Bíblia

BÍBLIA

John Riches

 

Capítulo 1: A Bíblia no Mundo Moderno: Texto Clássico ou Texto Sagrado?

Diz-se que a Bíblia é o livro com a maior quantidade de exemplares não lidos no mundo. Isso oculta um fato mais significativo: a Bíblia ainda é um dos livros mais importantes e mais lidos do mundo.

Questão: Por que essa antiga coletânea de textos continua a exercer tanto poder na vida das pessoas em nosso mundo moderno, pós-colonial e pós-industrial?

 

 


 

Capítulo 2: Como a Bíblia foi Escrita

O período da redação do Antigo Testamento vai do século X ou XI a.C. ao século II a.C. O período da redação do Novo Testamento é bem menor: 50 d.C aos meados do século II. Foram escritos em períodos com enormes variações nas condições de vida — políticas, culturais, econômicas e ecológicas — de seus autores.

O período da composição dos primeiros textos bíblicos corresponde à passagem da escrita cuneiforme (Ver tabela) para o uso de um alfabeto.

A cultura no período bíblico, embora tivesse registros escritos, continuou a ser basicamente oral. Ou seja, os textos escritos eram transmitidos sobretudo pela leitura em voz alta: a maioria das pessoas recebia os textos ouvindo, não lendo. Começou de forma oral; depois que se tornou escrita.

Em se tratando do Novo Testamento, o Evangelho de Marcos é, de modo geral, tido como o primeiro deles e também o menos letrado. Lucas, em contrapartida, diz explicitamente que está escrevendo como historiador grego que examinou cuidadosamente as fontes e está redigindo uma narrativa fidedigna (Lucas 1:1-4).

No Gênesis, Deus faz surgir um vapor que umedece a terra, e então a sua primeira ação é criar o homem/Adão ("Adão" em hebraico, além de nome próprio, significa também "ser humano").

Como um escultor, Deus modela o homem a partir do barro; como uma espécie de Frankenstein, adormece Adão, tira-lhe uma costela e a transforma em mulher.

Os especialistas concordam que as histórias derivam de quatro diferentes fontes escritas e que elas foram reunidas ao longo do tempo, formando os primeiros cinco livros da Bíblia como uma obra compósita.

A posição usual, embora não incontroversa, é que Marcos escreveu o primeiro Evangelho, e depois Mateus e Lucas utilizaram Marcos e outra fonte que consistia basicamente em frases atribuídas a Jesus, conhecida como Q.

 

 


 

Capítulo 3: A Formação da Bíblia

Bíblia deriva do grego biblia, que é o plural de biblion, livro. A Bíblia, no singular, oculta a pluralidade dos livros. Um dicionário define a Bíblia como "Escrituras cristãs do Antigo e do Novo Testamento", enfatizando a influência cristã. A Bíblia aparece também em expressões como "a Bíblia hebraica", "a Bíblia judaica", "a Bíblia cristã".

A Bíblia, no uso mais recente, é ambíguo: pode referir-se à Bíblia judaica ou à Bíblia cristã, em suas várias formas.

* * * * * * *

▸ **EXERCÍCIOS**:
a) Segundo o texto sobre a Bíblia, de que palavra grega vem o termo "Bíblia"?
b) Dê seguimento ao texto sobre a Bíblia, começando logo após a última frase.

▸ **EXTRATO DE DADOS**:
* * * * * * *

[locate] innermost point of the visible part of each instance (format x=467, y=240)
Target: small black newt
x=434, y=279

* * * * * * *

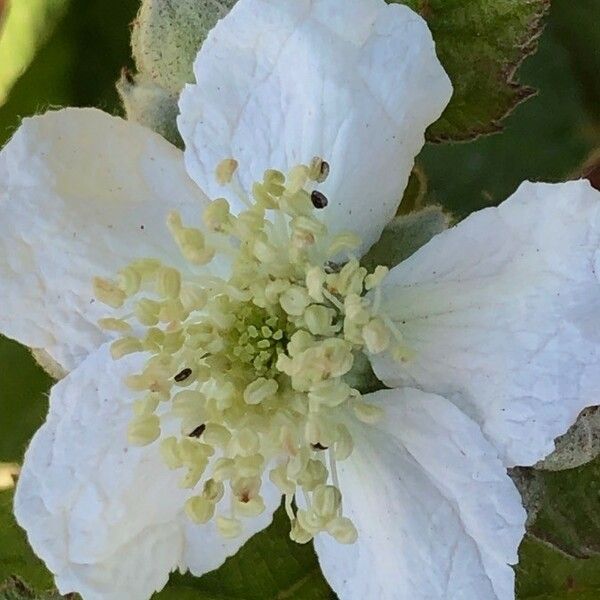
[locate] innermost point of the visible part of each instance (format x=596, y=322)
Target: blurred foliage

* * * * * * *

▸ **RESPOSTAS**:
a) Vem de biblia, plural de biblion, que significa "livro".

b)
A palavra grega kanon significa vara ou caniço e, por extensão, régua ou medida. Criar um cânone de escritos sagrados é criar uma coleção que, em algum sentido, será normativo para a comunidade a que se destina.

Os termos "antigo testamento" e "novo testamento" entraram em circulação no final do século II. Na origem, eles se referem respectivamente às alianças que Deus havia feito com o povo de Israel por intermédio de Moisés e com a igreja por intermédio de Jesus.

A utilidade de um cânone é conferir autoridade a alguns livros e de negar autoridade a outros.

 

 


 

Capítulo 4: A Bíblia no Mundo dos Fiéis

Os textos, depois de canonizados, mudam. Tornam-se sagrados. Nas comunidades que reconhecem seu novo estatuto, os fiéis o tomam como textos especiais, à parte, que não podem ser tratados como os demais. Qualquer dissonância seria entre a experiência da comunidade e o mundo do texto sagrado, o que reclama uma solução. Ou o mundo do texto sagrado tem que se conformar à experiência da comunidade, ou a comunidade tem de mudar para se conformar ao texto.

O estatuto canônico dos textos deve explicar não só a riqueza e a diversidade das interpretações, mas também a própria remodelação das narrativas e dos discursos. O mais frequente é uma questão de ênfase, de leitura seletiva: alguns elementos são ressaltados em detrimento de outros.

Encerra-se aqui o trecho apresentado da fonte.